Object Clustering - POJ 3241 曼哈顿最小生成树

Object Clustering

Time Limit: 2000MS		Memory Limit: 131072K
Total Submissions: 1641		Accepted: 401

Description

We have N (N ≤ 10000) objects, and wish to classify them into several groups by judgement of their resemblance. To simply the model, each object has 2 indexes a and b (a, b ≤ 500). The resemblance of
object i and object j is defined by dij = |ai - aj| + |bi - bj|, and then we say i is dij resemble to j.
Now we want to find the minimum value of X, so that we can classify the N objects into K (K < N) groups, and in each group, one object is at most X resemble to another object in the same group, i.e, for every object i,
if i is not the only member of the group, then there exists one object j (i ≠ j) in the same group that satisfies dij ≤ X

Input

The first line contains two integers N and K. The following N lines each contain two integers a and b, which describe a object.

Output

A single line contains the minimum X.

Sample Input

6 2
1 2
2 3
2 2
3 4
4 3
3 1

Sample Output

2

题意：构造曼哈顿最小生成树，求出它的第k+1大边。

### 存储记录
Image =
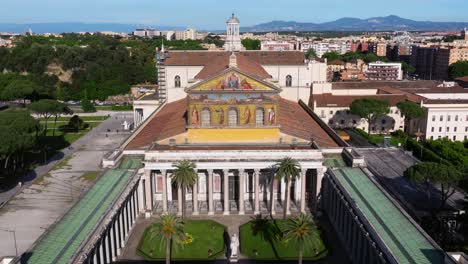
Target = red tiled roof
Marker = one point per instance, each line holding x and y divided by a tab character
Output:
219	64
295	121
327	100
202	58
169	121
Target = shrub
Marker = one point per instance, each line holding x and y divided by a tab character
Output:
87	106
76	123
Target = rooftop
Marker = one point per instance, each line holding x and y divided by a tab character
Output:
202	58
170	121
405	241
63	239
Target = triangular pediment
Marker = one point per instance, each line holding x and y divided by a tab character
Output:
233	79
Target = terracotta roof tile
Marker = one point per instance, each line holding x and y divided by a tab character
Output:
245	64
327	100
202	58
168	122
295	121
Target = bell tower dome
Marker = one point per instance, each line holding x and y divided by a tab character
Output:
233	42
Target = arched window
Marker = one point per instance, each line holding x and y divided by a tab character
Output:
288	80
206	117
259	117
232	117
177	81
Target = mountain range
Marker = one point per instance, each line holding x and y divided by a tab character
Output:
387	23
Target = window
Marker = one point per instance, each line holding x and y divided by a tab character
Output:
177	81
232	117
259	117
206	117
288	80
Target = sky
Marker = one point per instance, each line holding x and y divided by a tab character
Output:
211	14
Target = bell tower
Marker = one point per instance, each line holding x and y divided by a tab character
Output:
233	42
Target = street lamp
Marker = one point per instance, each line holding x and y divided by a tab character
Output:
14	238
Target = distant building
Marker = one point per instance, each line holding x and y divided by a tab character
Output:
145	32
379	48
381	71
233	42
276	45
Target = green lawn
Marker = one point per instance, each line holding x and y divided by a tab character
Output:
207	235
262	242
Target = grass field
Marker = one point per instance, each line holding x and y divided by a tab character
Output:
261	241
207	235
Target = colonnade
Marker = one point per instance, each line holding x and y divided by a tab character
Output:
115	233
158	188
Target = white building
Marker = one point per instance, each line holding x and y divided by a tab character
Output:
145	32
384	71
233	41
275	45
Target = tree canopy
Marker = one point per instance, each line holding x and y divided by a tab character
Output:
430	173
411	109
369	109
458	69
251	44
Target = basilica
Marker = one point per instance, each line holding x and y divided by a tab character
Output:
234	113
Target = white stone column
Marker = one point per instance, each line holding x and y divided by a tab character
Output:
148	194
210	192
241	191
164	186
226	191
288	199
303	182
101	251
319	182
179	200
195	197
122	229
283	191
112	243
257	191
141	196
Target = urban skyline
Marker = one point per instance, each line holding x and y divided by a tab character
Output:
179	13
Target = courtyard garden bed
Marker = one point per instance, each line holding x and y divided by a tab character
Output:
207	242
262	241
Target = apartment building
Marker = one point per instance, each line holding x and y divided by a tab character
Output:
381	71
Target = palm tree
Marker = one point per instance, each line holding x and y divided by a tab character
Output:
184	177
301	229
287	169
171	228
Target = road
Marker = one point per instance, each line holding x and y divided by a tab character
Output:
46	195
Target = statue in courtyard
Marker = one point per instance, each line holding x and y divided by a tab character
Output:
234	245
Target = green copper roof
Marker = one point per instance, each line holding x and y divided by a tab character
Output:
64	239
334	160
403	239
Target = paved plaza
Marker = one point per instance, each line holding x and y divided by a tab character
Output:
389	164
46	196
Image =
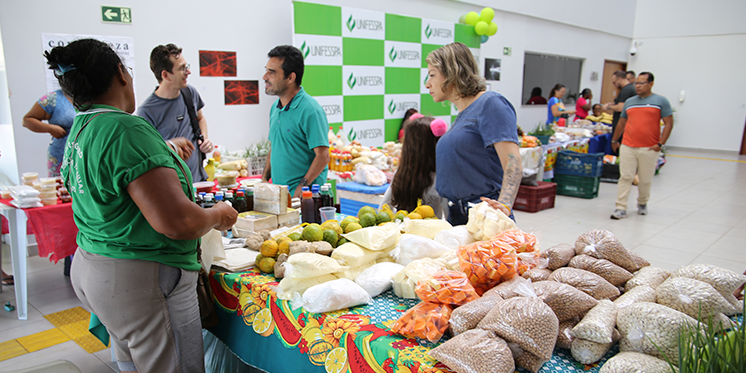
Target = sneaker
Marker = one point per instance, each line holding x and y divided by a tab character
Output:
642	209
619	214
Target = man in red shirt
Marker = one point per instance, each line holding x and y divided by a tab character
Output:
639	151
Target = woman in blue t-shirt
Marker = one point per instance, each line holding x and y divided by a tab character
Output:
478	158
56	109
555	106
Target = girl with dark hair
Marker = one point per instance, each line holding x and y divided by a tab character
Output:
555	105
136	266
415	178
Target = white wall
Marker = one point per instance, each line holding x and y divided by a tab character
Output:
698	48
252	28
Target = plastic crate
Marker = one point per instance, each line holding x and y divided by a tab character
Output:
256	165
577	186
535	198
579	164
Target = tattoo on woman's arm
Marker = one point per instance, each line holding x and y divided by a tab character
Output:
511	181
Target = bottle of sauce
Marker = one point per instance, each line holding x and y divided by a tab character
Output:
240	204
307	208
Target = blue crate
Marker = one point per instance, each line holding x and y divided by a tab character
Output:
579	164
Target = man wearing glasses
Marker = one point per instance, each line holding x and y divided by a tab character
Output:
166	108
640	149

### 问题与任务
• 1. 按照题目原文，对象的数量 N 最大可以是多少？
• 2. 请更新题目原文中从“We have N (N”开始、一直到“the minimum X.”为止的部分，把其中的“resemblance”替换为“similarity”，然后写出这一部分。
请只依据题目原文作答。

### 答案列表
• 1. N 不超过 10000。

• 2.
We have N (N ≤ 10000) objects, and wish to classify them into several groups by judgement of their similarity. To simply the model, each object has 2 indexes a and b (a, b ≤ 500). The similarity of
object i and object j is defined by dij = |ai - aj| + |bi - bj|, and then we say i is dij resemble to j.
Now we want to find the minimum value of X, so that we can classify the N objects into K (K < N) groups, and in each group, one object is at most X resemble to another object in the same group, i.e, for every object i,
if i is not the only member of the group, then there exists one object j (i ≠ j) in the same group that satisfies dij ≤ X

Input

The first line contains two integers N and K. The following N lines each contain two integers a and b, which describe a object.

Output

A single line contains the minimum X.